[Aim of the exercise] Transcribe each entry below exactly. Pictures do not go in the copy.

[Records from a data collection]
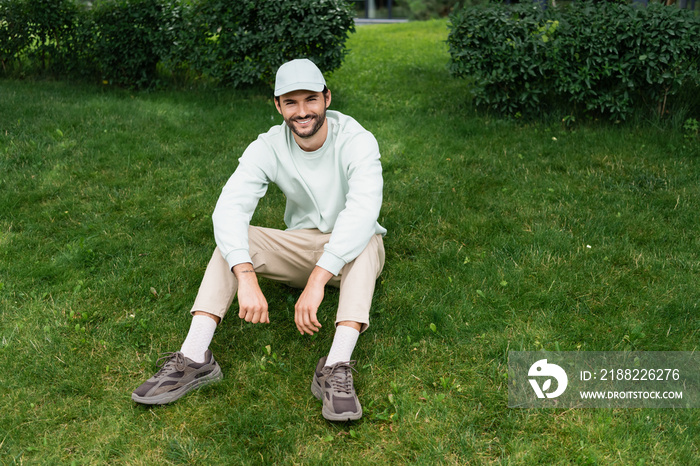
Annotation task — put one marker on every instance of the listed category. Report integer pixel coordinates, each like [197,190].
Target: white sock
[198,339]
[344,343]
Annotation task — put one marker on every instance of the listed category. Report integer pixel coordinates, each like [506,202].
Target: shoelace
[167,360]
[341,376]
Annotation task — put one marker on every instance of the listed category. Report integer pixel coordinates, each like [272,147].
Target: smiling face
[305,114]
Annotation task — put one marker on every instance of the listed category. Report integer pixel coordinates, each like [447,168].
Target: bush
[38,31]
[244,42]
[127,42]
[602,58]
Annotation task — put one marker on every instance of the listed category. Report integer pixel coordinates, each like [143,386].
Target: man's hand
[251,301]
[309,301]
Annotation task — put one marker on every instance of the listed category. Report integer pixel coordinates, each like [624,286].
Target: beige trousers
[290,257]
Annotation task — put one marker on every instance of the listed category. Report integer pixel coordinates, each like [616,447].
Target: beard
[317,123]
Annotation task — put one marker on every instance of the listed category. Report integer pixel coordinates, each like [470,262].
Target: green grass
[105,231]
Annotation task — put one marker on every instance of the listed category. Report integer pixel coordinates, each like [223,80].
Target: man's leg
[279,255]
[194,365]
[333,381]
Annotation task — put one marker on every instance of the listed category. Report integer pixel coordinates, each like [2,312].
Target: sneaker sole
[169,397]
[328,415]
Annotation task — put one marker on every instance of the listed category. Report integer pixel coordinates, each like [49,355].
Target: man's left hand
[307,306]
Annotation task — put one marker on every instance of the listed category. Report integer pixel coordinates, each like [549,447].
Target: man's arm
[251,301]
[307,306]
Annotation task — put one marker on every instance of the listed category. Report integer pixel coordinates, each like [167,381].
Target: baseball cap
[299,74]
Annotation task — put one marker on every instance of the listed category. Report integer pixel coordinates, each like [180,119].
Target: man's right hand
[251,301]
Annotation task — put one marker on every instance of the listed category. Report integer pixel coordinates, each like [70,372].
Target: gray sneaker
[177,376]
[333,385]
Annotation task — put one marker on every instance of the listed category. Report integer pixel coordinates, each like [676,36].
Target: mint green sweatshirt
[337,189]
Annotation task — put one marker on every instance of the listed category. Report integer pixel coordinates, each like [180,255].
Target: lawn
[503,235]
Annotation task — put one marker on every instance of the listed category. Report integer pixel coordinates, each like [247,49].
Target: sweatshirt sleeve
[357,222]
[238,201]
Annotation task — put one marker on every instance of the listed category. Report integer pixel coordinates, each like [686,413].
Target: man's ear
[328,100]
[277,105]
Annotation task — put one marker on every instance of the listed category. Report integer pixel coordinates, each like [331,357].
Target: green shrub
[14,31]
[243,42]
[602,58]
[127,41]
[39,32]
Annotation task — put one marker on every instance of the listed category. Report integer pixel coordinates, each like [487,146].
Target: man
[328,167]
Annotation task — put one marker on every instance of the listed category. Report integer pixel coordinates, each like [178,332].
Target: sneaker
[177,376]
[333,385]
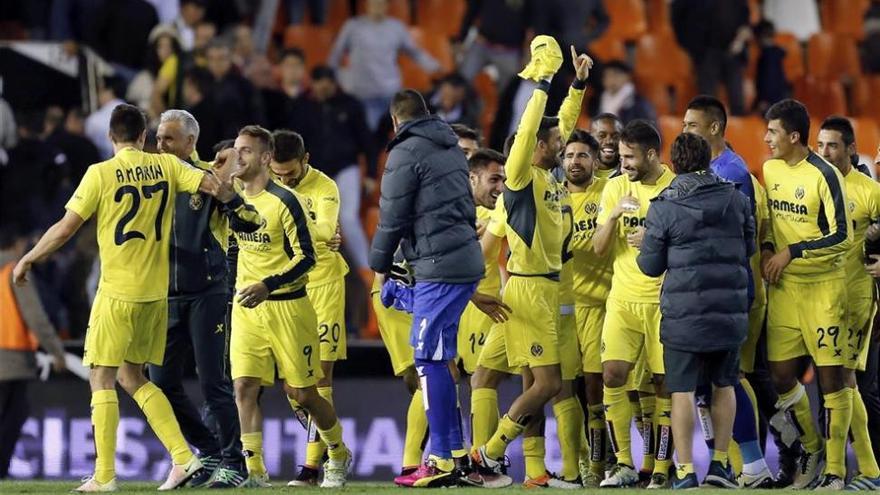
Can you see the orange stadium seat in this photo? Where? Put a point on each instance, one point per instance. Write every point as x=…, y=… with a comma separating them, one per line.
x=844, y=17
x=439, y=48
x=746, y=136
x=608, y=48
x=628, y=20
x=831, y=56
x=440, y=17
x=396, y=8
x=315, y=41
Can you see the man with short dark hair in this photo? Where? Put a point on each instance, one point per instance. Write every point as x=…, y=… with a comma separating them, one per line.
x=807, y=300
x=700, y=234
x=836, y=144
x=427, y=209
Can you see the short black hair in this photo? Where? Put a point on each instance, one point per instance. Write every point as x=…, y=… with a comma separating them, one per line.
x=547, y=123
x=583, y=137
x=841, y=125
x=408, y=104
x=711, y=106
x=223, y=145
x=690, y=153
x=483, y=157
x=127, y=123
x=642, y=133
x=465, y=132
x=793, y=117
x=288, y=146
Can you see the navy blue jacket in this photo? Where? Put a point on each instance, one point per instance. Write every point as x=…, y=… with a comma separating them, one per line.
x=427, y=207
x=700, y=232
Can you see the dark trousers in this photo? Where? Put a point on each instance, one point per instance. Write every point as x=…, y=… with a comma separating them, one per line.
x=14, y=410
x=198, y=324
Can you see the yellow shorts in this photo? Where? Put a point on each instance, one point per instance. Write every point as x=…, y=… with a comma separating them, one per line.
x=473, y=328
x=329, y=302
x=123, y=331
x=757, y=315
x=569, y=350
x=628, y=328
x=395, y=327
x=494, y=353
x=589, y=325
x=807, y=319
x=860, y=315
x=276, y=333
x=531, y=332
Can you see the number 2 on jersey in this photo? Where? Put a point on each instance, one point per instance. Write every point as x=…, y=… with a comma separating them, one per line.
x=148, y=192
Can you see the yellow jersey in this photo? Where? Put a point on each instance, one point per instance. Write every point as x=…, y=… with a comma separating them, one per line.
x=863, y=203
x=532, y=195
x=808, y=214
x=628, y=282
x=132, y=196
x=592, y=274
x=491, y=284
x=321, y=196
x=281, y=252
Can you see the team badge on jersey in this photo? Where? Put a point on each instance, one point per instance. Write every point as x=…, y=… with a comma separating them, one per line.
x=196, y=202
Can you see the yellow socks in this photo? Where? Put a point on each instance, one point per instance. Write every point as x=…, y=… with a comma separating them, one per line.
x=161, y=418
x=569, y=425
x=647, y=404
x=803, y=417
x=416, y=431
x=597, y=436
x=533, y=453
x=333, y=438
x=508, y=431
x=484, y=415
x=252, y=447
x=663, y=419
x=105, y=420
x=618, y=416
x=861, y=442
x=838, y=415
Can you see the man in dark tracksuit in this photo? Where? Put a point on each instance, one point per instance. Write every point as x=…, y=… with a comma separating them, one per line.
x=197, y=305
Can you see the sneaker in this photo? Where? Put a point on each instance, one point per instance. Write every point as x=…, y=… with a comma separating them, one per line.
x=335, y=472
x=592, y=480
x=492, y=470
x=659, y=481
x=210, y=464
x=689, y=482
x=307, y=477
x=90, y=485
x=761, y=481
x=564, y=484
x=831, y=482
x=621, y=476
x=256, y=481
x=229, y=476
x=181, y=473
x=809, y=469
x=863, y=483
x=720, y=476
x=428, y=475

[Reply to the exercise]
Annotation task — put one marker on every instance of the listed category. Report integer pixel coordinates, each like [197,190].
Target: white sock
[198,339]
[344,343]
Annotation task — put one marker on every instance of the listed category. Report integer pixel coordinates, each like [506,202].
Target: shoelace
[167,360]
[341,376]
Annotation task — put one marker on every instance of the listed category. Report integer pixel coordinates, each like [272,147].
Target: smiling face
[305,114]
Annotation task — put one marker on every instance of the listed category. Report integer pixel coordinates, each like [447,168].
Target: bush
[38,31]
[244,42]
[127,42]
[602,58]
Annotation task — put one marker on every instance of the listed category. Report integer pixel coordinates, each like [143,386].
Target: man's hand
[251,301]
[309,301]
Annotation task — put one marker on every instance of the listed category. Report integer pixel coordinates, each like [624,286].
Target: beige trousers
[290,257]
Annotation task — put one marker on every instance of the listed category. Report integer pixel coordinates, each like [616,447].
Target: beard
[317,123]
Annotation task — put one marker on every instance of the listed category. Report integer pixel coordinates, each like [470,262].
Target: green grass
[105,231]
Annotation task — put one marker on every instance of the listed category. Report integer pixel coordinates, each like [223,80].
Target: man's leg
[279,255]
[194,365]
[333,381]
Annotation task — put one marker on every instance of the listed category. Report integer pixel coordinates, each like [2,312].
Target: sneaker sole
[169,397]
[328,415]
Annotation task — put one marker on every instance of the listed category. Report integer pixel coordinates, each like [49,355].
Target: man's left hand
[307,306]
Annotation task — put one marker on every instance of the listed category. Report integer pixel coordinates, each like [549,447].
Target: man's arm
[251,301]
[307,306]
Annotation task — put one marker on every instance of the listed category. Report integer pixel coordinates, each like [167,381].
Target: baseball cap
[299,74]
Annotation task — put one marker on every instance of the listed category. Report integer pixel coordinates, each like [180,119].
Target: man's right hand
[251,301]
Annotation task — put one marker on every instance of the listed category. Report integer pixel coordinates, each like [70,372].
Target: gray sneaker
[177,376]
[333,385]
Annotation task — put one marker on every instance of the listed category. Report integer pixel coordinates, each like [676,36].
Target: mint green sweatshirt
[337,189]
Annotation task — put one marker on every instance of the listed category. Report integer pixel coordinates, each like [180,255].
Target: lawn
[503,235]
Annotation task — put one marker on every instance of the listed category. Report integer pixel coordinates, each like [247,49].
Target: sweatshirt sleeve
[357,222]
[238,201]
Annotation task — put one marker on every instance of the listed category. Report integer pixel coordinates, each like [686,413].
Target: man's ear
[328,100]
[277,105]
Annotation task — put one marker on every instance of the listed category. Report integer pixel coordinates, each like [331,357].
Target: green shrub
[14,31]
[243,42]
[602,58]
[127,41]
[39,32]
Annotation task — put one marker on every instance of the listed category. Report integer pixel coordinates, each like [487,146].
Target: man
[328,167]
Annotation task — put one marker on every instance of the listed category. Report integer pixel coordinates, each like [178,332].
Target: sneaker
[177,376]
[333,385]
Can you see the orange stadium seat in this photo? Where? Put a point on each instance, one point per instance. Write every point as x=…, y=… with a comma separating them, one per line.
x=844, y=17
x=439, y=48
x=746, y=136
x=608, y=48
x=628, y=20
x=831, y=56
x=440, y=17
x=396, y=8
x=315, y=41
Can you see the man with short dark hair in this photo? Where? Put a point on each instance, one point per instance. Write every point as x=…, y=… with a comma separating them, one per line.
x=807, y=300
x=700, y=234
x=836, y=144
x=427, y=209
Can you see the short black hair in this photo? Where? Put a point on each instance, one point per instance. Write every point as x=…, y=… with a comma separating them, one per line.
x=547, y=123
x=583, y=137
x=841, y=125
x=408, y=104
x=711, y=106
x=223, y=145
x=690, y=153
x=483, y=157
x=127, y=123
x=642, y=133
x=465, y=132
x=793, y=117
x=288, y=146
Can you see the navy blue jacket in this photo? Where? Put a point on each instance, one point per instance. Write every point as x=…, y=… with a comma separating them, one per line.
x=427, y=207
x=700, y=232
Can you see the dark trousers in this photo? Where? Put a point on each instance, one point per instance. Write every point as x=…, y=… with a comma separating them, one per line.
x=14, y=410
x=198, y=324
Can you see the yellow shorts in this photo? Where? Put a point on each instance, one point per instance. Write every point as x=…, y=… with a comma separating them, one per line.
x=473, y=328
x=329, y=302
x=123, y=331
x=757, y=315
x=569, y=350
x=628, y=328
x=395, y=327
x=494, y=353
x=589, y=325
x=807, y=319
x=860, y=315
x=276, y=333
x=531, y=332
Can you see the number 2 on jersey in this photo? Where? Put a point on each instance, one point per instance. Write every point as x=…, y=… with a comma separating them, one per line.
x=148, y=192
Can you see the yellow jersey in this photo? Where? Put a point on each instance, one point per instance. Write every point as x=…, y=… with a comma separating them, one per line.
x=863, y=203
x=532, y=195
x=808, y=214
x=628, y=282
x=132, y=196
x=592, y=274
x=491, y=284
x=321, y=196
x=281, y=252
Can you see the team badge on jersey in this photo? Where? Put a point on each instance, one point per instance. Write every point as x=…, y=… with a comma separating them, one per line.
x=196, y=202
Can you see the yellow socks in this photo? Where? Put a point on each instance, one point per instance. Write every point as x=…, y=… with a comma separating them, one per line.
x=161, y=418
x=569, y=425
x=647, y=404
x=803, y=417
x=416, y=431
x=597, y=436
x=533, y=453
x=333, y=438
x=508, y=431
x=484, y=415
x=252, y=447
x=663, y=419
x=105, y=420
x=618, y=416
x=861, y=442
x=838, y=415
Can you see the man in dark tracksuit in this photo? Where? Put a point on each instance, one point per instance. Write every point as x=…, y=… with a comma separating them, one per line.
x=197, y=305
Can you see the sneaker in this photo? Where? Put a point on each instance, one point per instance. Write every point as x=…, y=… with a comma separating them, one per line.
x=335, y=472
x=592, y=480
x=492, y=470
x=659, y=481
x=210, y=464
x=689, y=482
x=307, y=477
x=90, y=485
x=761, y=481
x=564, y=484
x=831, y=482
x=621, y=476
x=256, y=481
x=229, y=476
x=181, y=473
x=809, y=469
x=863, y=483
x=720, y=476
x=428, y=475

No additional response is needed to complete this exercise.